• Task objective:
Lay out every line of the items below as a Markdown table with the columns No. and Line, numbering the rows in order and skipping blank lines. Leave the pictures out.

• Task data:
※ ※ ※

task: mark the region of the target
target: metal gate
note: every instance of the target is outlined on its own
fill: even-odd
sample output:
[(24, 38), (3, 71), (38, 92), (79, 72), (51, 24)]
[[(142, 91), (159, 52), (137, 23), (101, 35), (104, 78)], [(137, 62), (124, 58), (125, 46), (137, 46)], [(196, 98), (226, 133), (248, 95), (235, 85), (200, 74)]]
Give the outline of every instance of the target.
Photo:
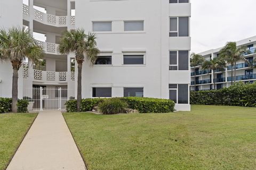
[(65, 110), (66, 102), (75, 99), (74, 92), (61, 87), (33, 87), (25, 89), (23, 99), (29, 101), (29, 111)]

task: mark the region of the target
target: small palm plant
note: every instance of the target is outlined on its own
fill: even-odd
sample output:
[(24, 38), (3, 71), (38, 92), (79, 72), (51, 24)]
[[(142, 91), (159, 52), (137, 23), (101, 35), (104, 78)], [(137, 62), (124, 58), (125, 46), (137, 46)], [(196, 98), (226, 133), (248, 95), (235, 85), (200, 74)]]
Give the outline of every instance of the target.
[(246, 47), (237, 47), (236, 42), (228, 42), (226, 46), (220, 50), (220, 56), (231, 65), (231, 84), (233, 84), (233, 70), (235, 70), (235, 78), (236, 76), (236, 63), (239, 60), (243, 60), (251, 66), (250, 62), (243, 56), (245, 54), (251, 53), (247, 49)]
[(37, 63), (43, 56), (44, 50), (37, 45), (25, 27), (12, 28), (8, 31), (0, 30), (0, 61), (11, 63), (13, 70), (12, 90), (12, 111), (18, 111), (18, 71), (23, 62)]
[(203, 70), (208, 70), (209, 71), (213, 71), (213, 89), (216, 89), (215, 84), (215, 76), (214, 71), (219, 70), (221, 71), (224, 71), (226, 67), (226, 61), (222, 58), (216, 57), (210, 61), (205, 61), (202, 66)]
[[(204, 58), (199, 54), (197, 54), (195, 53), (193, 53), (190, 55), (190, 66), (195, 67), (198, 65), (202, 65), (202, 64), (204, 62)], [(196, 73), (195, 72), (195, 87), (194, 90), (196, 91)]]
[(77, 112), (80, 111), (82, 100), (82, 69), (85, 58), (91, 64), (94, 64), (98, 58), (99, 50), (97, 47), (95, 34), (86, 35), (84, 30), (65, 31), (60, 40), (59, 51), (62, 54), (75, 53), (77, 63)]

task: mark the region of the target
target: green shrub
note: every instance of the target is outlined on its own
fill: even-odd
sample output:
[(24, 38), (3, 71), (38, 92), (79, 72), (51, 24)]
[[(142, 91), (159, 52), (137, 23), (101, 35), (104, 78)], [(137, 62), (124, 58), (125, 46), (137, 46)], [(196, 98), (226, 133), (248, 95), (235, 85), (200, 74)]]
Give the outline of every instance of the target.
[(91, 111), (93, 109), (93, 107), (99, 105), (99, 104), (106, 100), (103, 98), (88, 98), (81, 100), (81, 111), (88, 112)]
[[(18, 112), (26, 113), (28, 112), (28, 101), (18, 100)], [(7, 113), (12, 110), (12, 99), (9, 98), (0, 98), (0, 113)]]
[(66, 110), (67, 112), (76, 112), (76, 100), (68, 100), (65, 103)]
[(235, 83), (219, 90), (191, 91), (190, 104), (256, 107), (256, 83)]
[(18, 100), (18, 112), (27, 113), (28, 112), (28, 106), (29, 103), (28, 100), (19, 99)]
[(12, 108), (12, 99), (9, 98), (0, 98), (0, 113), (7, 113)]
[(169, 99), (129, 97), (121, 98), (129, 105), (129, 108), (139, 110), (140, 113), (173, 112), (175, 103)]
[(117, 98), (109, 98), (99, 105), (99, 108), (104, 115), (116, 114), (125, 113), (128, 104)]

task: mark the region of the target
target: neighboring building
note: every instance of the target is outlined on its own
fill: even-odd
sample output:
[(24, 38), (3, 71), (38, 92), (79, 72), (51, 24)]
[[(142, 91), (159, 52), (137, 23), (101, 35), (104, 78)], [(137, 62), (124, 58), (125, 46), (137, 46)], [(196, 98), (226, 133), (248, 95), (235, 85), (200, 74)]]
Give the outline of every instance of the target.
[[(10, 16), (22, 16), (19, 12), (22, 4), (12, 11), (12, 1), (0, 1), (0, 8), (10, 6), (3, 16), (7, 22)], [(22, 80), (19, 90), (23, 91), (19, 98), (33, 98), (41, 109), (47, 109), (56, 98), (62, 103), (58, 100), (53, 107), (76, 97), (74, 55), (60, 55), (57, 49), (62, 31), (82, 28), (97, 34), (101, 52), (95, 65), (83, 64), (83, 98), (170, 98), (177, 103), (177, 110), (190, 110), (190, 9), (189, 0), (29, 0), (23, 4), (23, 19), (17, 17), (9, 26), (23, 23), (31, 31), (45, 35), (46, 42), (38, 43), (45, 50), (46, 65), (25, 64), (19, 74)], [(1, 22), (0, 26), (5, 24)], [(0, 68), (0, 96), (10, 97), (11, 81), (3, 87), (7, 79), (2, 73)], [(40, 87), (43, 91), (37, 90)], [(65, 89), (61, 92), (56, 90), (60, 87), (57, 90)]]
[[(252, 63), (253, 60), (256, 59), (256, 36), (238, 41), (236, 43), (238, 47), (247, 47), (247, 49), (251, 52), (245, 54), (244, 57)], [(202, 55), (206, 60), (211, 60), (219, 55), (219, 52), (222, 48), (210, 50), (199, 54)], [(225, 71), (214, 73), (212, 71), (209, 72), (208, 70), (202, 70), (201, 66), (191, 67), (190, 90), (194, 90), (195, 82), (196, 91), (213, 89), (214, 82), (218, 89), (230, 86), (232, 67), (229, 65), (228, 64)], [(245, 83), (251, 83), (256, 81), (256, 69), (251, 68), (249, 64), (242, 60), (237, 62), (236, 67), (236, 75), (234, 76), (234, 72), (233, 72), (233, 81), (242, 81)], [(213, 79), (213, 75), (214, 75), (214, 79)]]

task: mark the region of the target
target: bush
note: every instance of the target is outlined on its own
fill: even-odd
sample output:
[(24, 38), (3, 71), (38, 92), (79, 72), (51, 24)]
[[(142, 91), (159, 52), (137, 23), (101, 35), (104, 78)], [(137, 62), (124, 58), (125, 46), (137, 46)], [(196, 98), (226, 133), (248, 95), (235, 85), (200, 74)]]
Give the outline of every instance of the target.
[(7, 113), (12, 109), (12, 99), (0, 98), (0, 113)]
[(68, 100), (65, 103), (66, 110), (67, 112), (76, 112), (76, 100)]
[[(28, 112), (28, 101), (18, 100), (18, 112), (26, 113)], [(0, 113), (7, 113), (12, 110), (12, 99), (9, 98), (0, 98)]]
[(190, 104), (256, 107), (256, 83), (235, 83), (229, 88), (190, 92)]
[(113, 98), (105, 100), (99, 105), (99, 108), (104, 115), (125, 113), (128, 104), (119, 98)]
[(28, 112), (28, 101), (26, 100), (18, 100), (18, 112), (26, 113)]
[(121, 98), (129, 105), (129, 108), (139, 110), (140, 113), (173, 112), (175, 103), (169, 99), (129, 97)]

※ ※ ※

• Response below:
| No. | Line |
|---|---|
| 1 | task: mark the region of the target |
| 2 | target: metal gate |
| 3 | note: every instance of the target is outlined on its own |
| 4 | fill: even-odd |
| 5 | sample output: |
| 6 | [(24, 38), (3, 71), (38, 92), (79, 72), (51, 24)] |
| 7 | [[(142, 91), (159, 52), (137, 23), (101, 35), (104, 78)], [(137, 62), (124, 58), (125, 46), (137, 46)], [(196, 98), (226, 133), (248, 95), (235, 85), (200, 74)]] |
| 8 | Give the outline of every instance of the target. |
| 9 | Photo: |
| 10 | [(65, 110), (66, 102), (75, 99), (74, 92), (61, 87), (33, 87), (25, 89), (23, 99), (29, 101), (29, 111)] |
| 11 | task: mark the region of the target |
| 12 | target: small palm plant |
| 13 | note: every instance of the target is outlined on its own |
| 14 | fill: even-odd |
| 15 | sample output: |
| 16 | [(24, 38), (3, 71), (38, 92), (79, 72), (51, 24)] |
| 17 | [[(142, 91), (159, 52), (137, 23), (101, 35), (104, 78)], [(137, 62), (124, 58), (125, 46), (137, 46)], [(196, 98), (226, 133), (248, 95), (235, 85), (200, 74)]] |
| 18 | Give the outline of every instance of the target. |
| 19 | [(246, 47), (237, 47), (236, 42), (228, 42), (226, 46), (220, 50), (220, 56), (231, 65), (231, 84), (233, 84), (233, 70), (235, 70), (235, 78), (236, 76), (236, 63), (239, 60), (243, 60), (251, 66), (250, 62), (243, 56), (245, 54), (251, 53), (247, 49)] |
| 20 | [(37, 63), (43, 56), (44, 50), (37, 45), (25, 27), (12, 28), (8, 31), (0, 30), (0, 61), (11, 63), (13, 70), (12, 90), (12, 111), (18, 111), (18, 71), (23, 62)] |
| 21 | [(203, 70), (208, 70), (209, 71), (213, 71), (213, 89), (216, 89), (215, 84), (215, 76), (214, 71), (219, 70), (221, 71), (224, 71), (226, 67), (226, 61), (222, 58), (216, 57), (210, 61), (205, 61), (202, 66)] |
| 22 | [[(204, 58), (199, 54), (197, 54), (195, 53), (193, 53), (190, 55), (190, 66), (195, 67), (198, 65), (202, 65), (202, 64), (204, 62)], [(196, 73), (195, 72), (195, 87), (194, 90), (196, 91)]] |
| 23 | [(77, 112), (80, 111), (82, 100), (82, 69), (85, 58), (91, 64), (94, 64), (98, 58), (99, 50), (97, 47), (95, 34), (86, 35), (84, 30), (65, 31), (60, 40), (59, 51), (62, 54), (75, 53), (77, 63)] |
| 24 | task: mark the region of the target |
| 25 | target: green shrub |
| 26 | note: every instance of the target is outlined on its own |
| 27 | fill: even-odd |
| 28 | sample output: |
| 29 | [(24, 38), (3, 71), (38, 92), (79, 72), (51, 24)] |
| 30 | [[(142, 91), (159, 52), (137, 23), (101, 35), (104, 78)], [(137, 62), (124, 58), (125, 46), (137, 46)], [(196, 98), (226, 133), (248, 95), (235, 85), (200, 74)]] |
| 31 | Give the outline of every instance of the target. |
| 32 | [(91, 111), (93, 109), (93, 107), (99, 105), (99, 104), (106, 100), (103, 98), (88, 98), (81, 100), (81, 111), (88, 112)] |
| 33 | [[(18, 112), (26, 113), (28, 112), (28, 101), (18, 100)], [(7, 113), (12, 110), (12, 99), (9, 98), (0, 98), (0, 113)]] |
| 34 | [(66, 110), (67, 112), (76, 112), (76, 100), (68, 100), (65, 103)] |
| 35 | [(235, 83), (219, 90), (191, 91), (190, 104), (256, 107), (256, 83)] |
| 36 | [(18, 100), (18, 112), (27, 113), (28, 112), (28, 106), (29, 103), (28, 100), (19, 99)] |
| 37 | [(12, 108), (12, 99), (9, 98), (0, 98), (0, 113), (7, 113)] |
| 38 | [(169, 99), (129, 97), (121, 98), (129, 105), (129, 108), (139, 110), (140, 113), (173, 112), (175, 103)] |
| 39 | [(117, 98), (109, 98), (99, 105), (99, 108), (104, 115), (116, 114), (125, 113), (128, 104)] |
| 40 | task: mark the region of the target |
| 41 | target: neighboring building |
| 42 | note: every instance of the target is outlined on its own |
| 43 | fill: even-odd |
| 44 | sample output: |
| 45 | [(24, 38), (3, 71), (38, 92), (79, 72), (51, 24)] |
| 46 | [[(142, 91), (159, 52), (137, 23), (101, 35), (104, 78)], [(137, 62), (124, 58), (125, 46), (137, 46)], [(196, 98), (226, 133), (248, 95), (235, 85), (200, 74)]] |
| 47 | Give the outline of every instance of the target. |
| 48 | [[(10, 16), (22, 16), (19, 12), (22, 4), (12, 11), (12, 1), (0, 1), (0, 8), (10, 6), (3, 16), (7, 22)], [(22, 80), (19, 90), (23, 91), (19, 98), (33, 98), (41, 109), (47, 109), (56, 98), (62, 103), (58, 100), (53, 107), (76, 97), (74, 55), (60, 55), (57, 49), (62, 31), (82, 28), (97, 34), (101, 52), (95, 65), (83, 64), (83, 98), (170, 98), (177, 103), (177, 110), (190, 110), (190, 9), (189, 0), (29, 0), (23, 4), (23, 19), (17, 17), (9, 26), (23, 23), (31, 31), (45, 35), (46, 42), (38, 43), (45, 50), (46, 65), (25, 64), (19, 74)], [(1, 22), (0, 26), (5, 24)], [(0, 68), (0, 96), (10, 97), (11, 81), (3, 87), (7, 79), (2, 73)], [(40, 87), (43, 91), (37, 90)], [(65, 89), (61, 92), (56, 90), (60, 87), (57, 90)]] |
| 49 | [[(252, 63), (253, 60), (256, 59), (256, 36), (238, 41), (236, 43), (238, 47), (247, 47), (247, 49), (251, 52), (245, 54), (244, 57)], [(202, 55), (206, 60), (211, 60), (219, 55), (219, 52), (222, 48), (210, 50), (199, 54)], [(225, 71), (214, 73), (212, 71), (209, 72), (208, 70), (202, 70), (201, 66), (191, 67), (190, 90), (194, 90), (195, 82), (196, 91), (213, 89), (214, 82), (218, 89), (230, 86), (232, 67), (229, 65), (228, 64)], [(245, 83), (251, 83), (256, 81), (256, 69), (251, 68), (249, 64), (242, 60), (237, 62), (236, 67), (236, 75), (234, 76), (234, 72), (233, 72), (233, 81), (242, 81)], [(213, 79), (213, 75), (214, 75), (214, 79)]] |
| 50 | task: mark the region of the target |
| 51 | target: bush |
| 52 | note: every instance of the target is outlined on its own |
| 53 | fill: even-odd |
| 54 | sample output: |
| 55 | [(24, 38), (3, 71), (38, 92), (79, 72), (51, 24)] |
| 56 | [[(142, 91), (159, 52), (137, 23), (101, 35), (104, 78)], [(137, 62), (124, 58), (125, 46), (137, 46)], [(196, 98), (226, 133), (248, 95), (235, 85), (200, 74)]] |
| 57 | Give the outline of every instance of the target. |
| 58 | [(7, 113), (12, 109), (12, 99), (0, 98), (0, 113)] |
| 59 | [(68, 100), (65, 103), (66, 110), (67, 112), (76, 112), (76, 100)] |
| 60 | [[(28, 112), (28, 101), (18, 100), (18, 112), (26, 113)], [(0, 113), (7, 113), (12, 110), (12, 99), (9, 98), (0, 98)]] |
| 61 | [(190, 104), (256, 107), (256, 83), (235, 83), (229, 88), (190, 92)] |
| 62 | [(113, 98), (105, 100), (99, 105), (99, 108), (104, 115), (125, 113), (128, 104), (119, 98)] |
| 63 | [(28, 112), (28, 101), (26, 100), (18, 100), (18, 112), (26, 113)] |
| 64 | [(121, 98), (129, 105), (129, 108), (139, 110), (140, 113), (173, 112), (175, 103), (169, 99), (129, 97)] |